▶ [Excerpt]:
Congress should not be allowed to write laws that create

windfall profits for 1% of the population and take away a

million books from all the rest.

Q. What does PG intend to do about the legislative asymmetry

between content producers and creators - and content

consumers? Lobby Congress? Testify? Protest? Organize

petitions? Place “Gone with the Wind” on the Internet and wait

for a show trial?

A. PG Australia already has done Gone With The Wind, as their

50th e-Book, that’s good enough for me at the moment.

Eldred v. Ashcroft was originally drafted as Hart V. Reno, but

the lawyers, Lessig & co, wouldn’t include one word of mine in

the case, so I fired them.

Q. Gutenberg texts are sometimes used as freebies within a

commercial (Monolithic, Wallnut Creek) or semi-commercial

product (such as the Public Domain Reader). Is this

acceptable? Why don’t you charge them a license fee?

A. Walnut Creek PG CD’s weren’t free and they sent us nice

donations. The commercial outfits have to pay for a license,

the non-commercial ones usually don’t. Each case is

separately decided. While we don’t do any ads on our sites, we

don’t insist that others don’t.

Q. Technology is often considered the antonym of “culture”.

TV, for instance, is berated for its vulgar, low-brow,

programming. Hollywood is often chastised for its indulgence

in gratuitous violence and sex.

A. No one ever went broke underestimating the intelligence of

their audience. As long as these are “commercial applications”

that’s what you will get. What else could you possibly expect?

These are all examples of “capitalism gone awry”.

By the way, I’m not anti-capitalism, I really am an Ayn Rand

freak, figure that out…hee hee!

I am doing Project Gutenberg for the most selfish of reasons -

because I want a world that has Project Gutenberg in it.

Q. E-books are equated with low-quality vanity publishing.

Yet, PG seems to embody the conviction that technology can do

wonders for the dissemination of culture, literacy, democracy,

civil society and so on.

▶ [Task requirements]: Please retype the part of the Project Gutenberg interview starting with "donations. The commercial" and going on through "that others don’t.". The material after this point comes from a different source than the interview.

▶ [Data extract]:

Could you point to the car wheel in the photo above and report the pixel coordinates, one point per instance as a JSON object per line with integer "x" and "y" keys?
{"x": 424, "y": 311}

▶ [Result of this task]:
donations. The commercial outfits have to pay for a license,

the non-commercial ones usually don’t. Each case is

separately decided. While we don’t do any ads on our sites, we

don’t insist that others don’t.